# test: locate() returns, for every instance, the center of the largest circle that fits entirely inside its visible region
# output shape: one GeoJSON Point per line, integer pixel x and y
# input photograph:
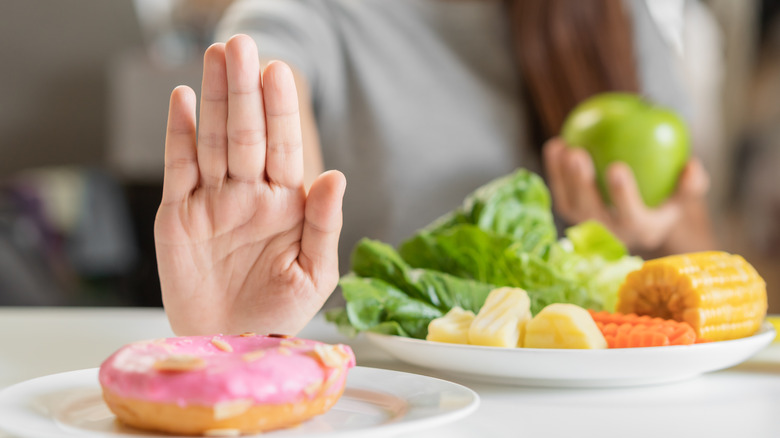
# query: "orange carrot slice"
{"type": "Point", "coordinates": [630, 330]}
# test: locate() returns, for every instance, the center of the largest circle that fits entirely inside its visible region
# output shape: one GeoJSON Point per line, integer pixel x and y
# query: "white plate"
{"type": "Point", "coordinates": [574, 368]}
{"type": "Point", "coordinates": [376, 402]}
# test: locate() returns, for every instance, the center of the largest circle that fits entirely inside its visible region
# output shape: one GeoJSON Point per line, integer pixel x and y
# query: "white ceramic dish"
{"type": "Point", "coordinates": [376, 403]}
{"type": "Point", "coordinates": [574, 368]}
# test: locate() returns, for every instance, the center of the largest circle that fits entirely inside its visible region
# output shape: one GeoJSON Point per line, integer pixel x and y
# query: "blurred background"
{"type": "Point", "coordinates": [84, 89]}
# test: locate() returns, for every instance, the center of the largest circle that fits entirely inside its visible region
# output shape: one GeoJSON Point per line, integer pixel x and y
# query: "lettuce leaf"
{"type": "Point", "coordinates": [502, 235]}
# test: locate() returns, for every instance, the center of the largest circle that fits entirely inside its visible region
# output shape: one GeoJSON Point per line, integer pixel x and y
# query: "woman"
{"type": "Point", "coordinates": [419, 102]}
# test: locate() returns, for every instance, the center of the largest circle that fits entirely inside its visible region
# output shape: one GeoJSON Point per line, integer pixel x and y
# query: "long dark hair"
{"type": "Point", "coordinates": [568, 50]}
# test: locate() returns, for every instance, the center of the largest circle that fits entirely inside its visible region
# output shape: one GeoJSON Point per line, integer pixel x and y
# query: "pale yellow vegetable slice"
{"type": "Point", "coordinates": [452, 328]}
{"type": "Point", "coordinates": [563, 325]}
{"type": "Point", "coordinates": [501, 320]}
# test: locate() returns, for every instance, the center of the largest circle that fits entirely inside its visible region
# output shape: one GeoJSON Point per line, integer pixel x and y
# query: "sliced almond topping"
{"type": "Point", "coordinates": [222, 345]}
{"type": "Point", "coordinates": [180, 363]}
{"type": "Point", "coordinates": [312, 388]}
{"type": "Point", "coordinates": [330, 355]}
{"type": "Point", "coordinates": [231, 408]}
{"type": "Point", "coordinates": [253, 355]}
{"type": "Point", "coordinates": [222, 432]}
{"type": "Point", "coordinates": [298, 343]}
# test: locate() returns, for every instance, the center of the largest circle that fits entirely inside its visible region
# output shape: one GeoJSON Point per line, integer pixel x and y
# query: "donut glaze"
{"type": "Point", "coordinates": [222, 372]}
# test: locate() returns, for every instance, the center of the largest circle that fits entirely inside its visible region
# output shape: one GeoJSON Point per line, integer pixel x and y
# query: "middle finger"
{"type": "Point", "coordinates": [246, 119]}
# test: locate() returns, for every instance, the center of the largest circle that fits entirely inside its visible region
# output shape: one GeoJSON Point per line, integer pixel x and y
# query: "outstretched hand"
{"type": "Point", "coordinates": [680, 224]}
{"type": "Point", "coordinates": [240, 244]}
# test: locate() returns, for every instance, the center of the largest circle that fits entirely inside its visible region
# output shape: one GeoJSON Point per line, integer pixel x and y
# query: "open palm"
{"type": "Point", "coordinates": [240, 244]}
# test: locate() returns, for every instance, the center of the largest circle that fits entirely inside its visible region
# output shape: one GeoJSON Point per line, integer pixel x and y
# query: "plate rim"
{"type": "Point", "coordinates": [764, 331]}
{"type": "Point", "coordinates": [390, 428]}
{"type": "Point", "coordinates": [573, 368]}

**Stated exercise**
Quote the preceding records in their entirety, excluding every picture.

**Completed exercise**
# test: locate() returns, for every instance, the center of the largest circle that fits entirely inside its visible region
# output shape: one GeoJSON Point per line, integer pixel x and y
# input photograph:
# query: "orange carrot slice"
{"type": "Point", "coordinates": [630, 330]}
# test: locate() returns, for every instance, the center of the largest circle that fits entirely inside its visible region
# output shape: one GeoJSON Point per line, integer pixel x and y
# query: "white plate"
{"type": "Point", "coordinates": [574, 368]}
{"type": "Point", "coordinates": [376, 402]}
# test: locate() returns, for every instance, the center of the largest circle that fits entirely inside its visible region
# output shape: one GeoJSON Point per line, integer pixel x and y
# query: "white ceramic dish"
{"type": "Point", "coordinates": [376, 403]}
{"type": "Point", "coordinates": [574, 368]}
# test: locate() returns, for every instance, the center of the largest circle that fits entirely inside its visible region
# output shape: one GeoJSON Point per line, integer pixel x and y
# query: "blurred background"
{"type": "Point", "coordinates": [84, 89]}
# test: locate() returns, for every instance, the center of the largest circle that fits entirely inside its visible region
# output shape: one GeoJSON Point per line, integer pixel x and y
# query: "lettuce leaf"
{"type": "Point", "coordinates": [502, 235]}
# test: locate() returns, for every instance, the center of the largest circle that fits entirely inside its visible region
# output shape: one GeoJSON Point per line, integer pixel x and y
# query: "woman"
{"type": "Point", "coordinates": [419, 102]}
# test: locate() returns, for every instance, the center of the largest circle that fits entirely inside its visible region
# output shape: one GeoJSON Point per line, integer pixel x and y
# query: "long dark hair"
{"type": "Point", "coordinates": [568, 50]}
# test: locate() returns, for every instance, the center of the largest circle that fits entirely inside its visible region
# output shape: one GeoJSON Point per line, integer pixel x and y
# query: "pale yellow vegetable slice"
{"type": "Point", "coordinates": [452, 328]}
{"type": "Point", "coordinates": [563, 325]}
{"type": "Point", "coordinates": [501, 320]}
# test: locate() returns, for every instance, the center of the largest circle that fits entirely inside its visible region
# output shape: one GeoJSON Point per line, integer pixel x and y
# query: "sliced almond topping"
{"type": "Point", "coordinates": [222, 345]}
{"type": "Point", "coordinates": [180, 363]}
{"type": "Point", "coordinates": [312, 388]}
{"type": "Point", "coordinates": [330, 355]}
{"type": "Point", "coordinates": [231, 408]}
{"type": "Point", "coordinates": [253, 355]}
{"type": "Point", "coordinates": [222, 432]}
{"type": "Point", "coordinates": [298, 343]}
# test: locate() returns, for every instance, the center of the largest circle that fits entirely inside its visible region
# output shape: one GeoJSON Point per line, integer pixel x and y
# query: "donut glaze"
{"type": "Point", "coordinates": [222, 372]}
# test: locate() returns, for every instance, the center of the largest circle that fits entirely inside its visible region
# output shape: one GeoJSON Point per line, integer pixel x and y
# query: "middle finger"
{"type": "Point", "coordinates": [246, 119]}
# test: locate() returns, for every instance, the center of the largest circle that fits entirely inside its visible region
# output shape: one GeoJSON Point per line, integer pixel x and y
# query: "outstretched hand"
{"type": "Point", "coordinates": [680, 224]}
{"type": "Point", "coordinates": [240, 244]}
# test: locate() returns, for every instance, the center of the largest circle that fits entirely inside its visible region
# output shape: one GeoJSON Point per line, integer pixel x and y
# query: "open palm"
{"type": "Point", "coordinates": [240, 244]}
# test: locate() returns, for every instance, the center of the largest circle that fits entirely inside its visible region
# output shape: one GeoJSON Point per line, integer pixel x and y
# query: "plate rim"
{"type": "Point", "coordinates": [764, 331]}
{"type": "Point", "coordinates": [390, 428]}
{"type": "Point", "coordinates": [573, 368]}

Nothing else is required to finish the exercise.